(Data items)
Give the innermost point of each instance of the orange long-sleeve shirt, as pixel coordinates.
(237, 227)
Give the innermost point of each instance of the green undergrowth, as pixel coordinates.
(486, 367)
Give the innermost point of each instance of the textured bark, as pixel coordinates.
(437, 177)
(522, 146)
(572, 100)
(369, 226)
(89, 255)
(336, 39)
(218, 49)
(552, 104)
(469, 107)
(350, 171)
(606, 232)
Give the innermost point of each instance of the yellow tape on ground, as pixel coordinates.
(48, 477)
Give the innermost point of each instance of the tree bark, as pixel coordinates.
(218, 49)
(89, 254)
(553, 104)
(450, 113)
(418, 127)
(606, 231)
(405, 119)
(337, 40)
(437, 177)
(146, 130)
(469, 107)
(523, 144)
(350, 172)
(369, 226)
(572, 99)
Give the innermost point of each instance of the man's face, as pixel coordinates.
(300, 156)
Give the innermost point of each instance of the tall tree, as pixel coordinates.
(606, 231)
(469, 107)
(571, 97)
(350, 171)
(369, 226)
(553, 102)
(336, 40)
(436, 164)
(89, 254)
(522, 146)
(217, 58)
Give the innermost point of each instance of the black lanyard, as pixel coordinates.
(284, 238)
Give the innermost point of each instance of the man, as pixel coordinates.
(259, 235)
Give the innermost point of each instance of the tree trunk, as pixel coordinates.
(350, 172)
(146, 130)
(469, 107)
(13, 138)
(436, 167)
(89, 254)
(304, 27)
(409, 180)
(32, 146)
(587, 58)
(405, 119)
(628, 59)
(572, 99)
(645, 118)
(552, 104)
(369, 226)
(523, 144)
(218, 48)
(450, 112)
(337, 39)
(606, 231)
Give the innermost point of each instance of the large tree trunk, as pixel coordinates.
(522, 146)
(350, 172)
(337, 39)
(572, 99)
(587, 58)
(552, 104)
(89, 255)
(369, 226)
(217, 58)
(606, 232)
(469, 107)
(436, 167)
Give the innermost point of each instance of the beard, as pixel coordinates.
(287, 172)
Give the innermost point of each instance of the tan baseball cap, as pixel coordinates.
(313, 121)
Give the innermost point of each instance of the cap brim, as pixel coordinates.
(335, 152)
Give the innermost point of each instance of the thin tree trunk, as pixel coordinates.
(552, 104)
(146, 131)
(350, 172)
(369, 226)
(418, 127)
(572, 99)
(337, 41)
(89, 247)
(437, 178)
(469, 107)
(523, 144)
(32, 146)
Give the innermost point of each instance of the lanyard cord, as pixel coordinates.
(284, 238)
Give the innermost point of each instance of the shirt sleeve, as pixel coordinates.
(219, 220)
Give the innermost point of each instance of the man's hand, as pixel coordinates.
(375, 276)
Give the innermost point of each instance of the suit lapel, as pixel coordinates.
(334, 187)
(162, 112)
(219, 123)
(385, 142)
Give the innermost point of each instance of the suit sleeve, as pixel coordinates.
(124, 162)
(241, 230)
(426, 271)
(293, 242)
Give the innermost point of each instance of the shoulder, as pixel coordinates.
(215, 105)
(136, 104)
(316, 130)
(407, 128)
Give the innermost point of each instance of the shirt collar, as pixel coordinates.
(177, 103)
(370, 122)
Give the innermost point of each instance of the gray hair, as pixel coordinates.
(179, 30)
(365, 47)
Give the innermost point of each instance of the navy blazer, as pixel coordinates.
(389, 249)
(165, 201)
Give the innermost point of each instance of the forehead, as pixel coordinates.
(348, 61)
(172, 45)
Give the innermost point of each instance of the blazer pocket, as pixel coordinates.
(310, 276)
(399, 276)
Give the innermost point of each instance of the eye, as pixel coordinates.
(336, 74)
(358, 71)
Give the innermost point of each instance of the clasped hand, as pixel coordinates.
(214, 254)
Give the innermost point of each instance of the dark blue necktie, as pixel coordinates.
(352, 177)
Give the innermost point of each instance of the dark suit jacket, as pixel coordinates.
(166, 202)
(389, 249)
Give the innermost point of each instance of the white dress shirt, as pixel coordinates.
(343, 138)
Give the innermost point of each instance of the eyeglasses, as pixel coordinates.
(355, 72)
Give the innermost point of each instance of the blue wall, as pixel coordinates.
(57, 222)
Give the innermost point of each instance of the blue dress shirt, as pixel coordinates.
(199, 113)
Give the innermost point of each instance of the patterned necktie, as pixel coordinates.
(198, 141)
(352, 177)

# [ABOUT THIS EXERCISE]
Write the records above out again, exactly as they are.

# [REPLY]
Give the innermost point of each instance of the orange long-sleeve shirt, as pixel coordinates.
(237, 227)
Give the innermost point of each instance of the green undergrowth, as pixel coordinates.
(486, 367)
Give the innermost point of each instance of the textured bark, as pixel coordinates.
(437, 177)
(522, 146)
(572, 100)
(369, 226)
(89, 255)
(336, 39)
(218, 49)
(552, 104)
(469, 107)
(350, 171)
(606, 232)
Give the innermost point of each instance of the yellow tape on ground, as pixel coordinates.
(48, 477)
Give the innermost point of each instance of the tree bark, as pixel coordinates.
(218, 49)
(89, 254)
(553, 104)
(450, 113)
(418, 127)
(606, 231)
(405, 119)
(337, 40)
(437, 177)
(146, 130)
(469, 107)
(523, 144)
(350, 172)
(369, 226)
(572, 99)
Give the innermost point of each instance of the man's face, as pixel coordinates.
(300, 156)
Give the innermost point of each instance of the tall tree, as pixel coordinates.
(606, 231)
(469, 107)
(571, 97)
(350, 171)
(369, 226)
(553, 102)
(336, 40)
(436, 164)
(89, 254)
(522, 146)
(217, 58)
Give the innermost point of each instance of the black lanyard, as pixel coordinates.
(284, 238)
Give the innermost point of each instance of the man, as pixel coordinates.
(259, 235)
Give the innermost point of each instance of the tree trunk, as pixel coordinates.
(350, 172)
(146, 130)
(469, 107)
(13, 138)
(436, 167)
(89, 254)
(304, 27)
(409, 180)
(32, 146)
(587, 58)
(405, 119)
(628, 59)
(572, 99)
(645, 118)
(552, 104)
(369, 226)
(523, 144)
(218, 48)
(450, 112)
(337, 39)
(606, 231)
Give the innermost point of each instance of the large tree trunk, as pixel coordinates.
(522, 146)
(350, 172)
(337, 39)
(572, 99)
(587, 58)
(552, 104)
(89, 255)
(369, 226)
(217, 58)
(606, 232)
(469, 107)
(436, 167)
Give the innermost point of each instance of the beard, as pixel coordinates.
(287, 172)
Give the innermost point of each instance of the tan baseball cap, as pixel coordinates.
(313, 121)
Give the innermost point of each instance of the cap brim, as pixel coordinates.
(335, 152)
Give the innermost point of each instance of the thin tree trunk, as pixel coordinates.
(552, 104)
(146, 131)
(350, 172)
(369, 226)
(418, 127)
(572, 99)
(337, 41)
(89, 247)
(437, 178)
(469, 107)
(523, 144)
(32, 146)
Give the innermost point of each instance of the lanyard cord, as pixel coordinates.
(284, 238)
Give the innermost point of each instance of the shirt sleeve, as pixel coordinates.
(219, 220)
Give the innermost point of each instance of the man's hand, as pixel coordinates.
(375, 276)
Give the innermost point of each instance of the suit lapel, as pixel coordinates.
(334, 187)
(162, 112)
(219, 123)
(385, 142)
Give the innermost point of each instance of the suit sleeve, as pixel coordinates.
(124, 162)
(241, 230)
(426, 271)
(293, 242)
Give the innermost point of each instance of the shoulder, as pixel coordinates.
(215, 105)
(136, 104)
(316, 130)
(407, 128)
Give the innermost point of each instance of the shirt collar, as pixel coordinates.
(177, 103)
(370, 122)
Give the innermost point of each instance of the gray hair, as pixel coordinates.
(179, 30)
(365, 47)
Give the innermost point of each instance of the navy blazer, as pixel coordinates.
(389, 249)
(165, 201)
Give the innermost point of each instance of the forehead, as pixel coordinates.
(348, 61)
(172, 45)
Give the innermost point of each instance of the blazer pocket, as pixel coordinates.
(310, 276)
(399, 276)
Give the innermost point of each instance of the eye, as pixel coordinates.
(336, 74)
(358, 71)
Give the innermost point of each instance of the clasped hand, as pixel coordinates.
(214, 254)
Give the innermost point of each instance of the dark blue necktie, as pixel coordinates.
(352, 177)
Give the innermost point of each instance of the dark suit jacket, as pixel coordinates.
(166, 202)
(389, 249)
Give the innermost point of each instance of the white dress shirt, as pixel coordinates.
(343, 138)
Give the innermost point of each instance of the eyeglasses, as pixel coordinates.
(355, 72)
Give the innermost point of each instance of the blue wall, as pixel coordinates.
(57, 222)
Give the innermost point of each instance of the blue dress shirt, as pixel coordinates.
(199, 113)
Give the innermost point of each instance of the patterned necktie, as pixel coordinates.
(198, 141)
(352, 177)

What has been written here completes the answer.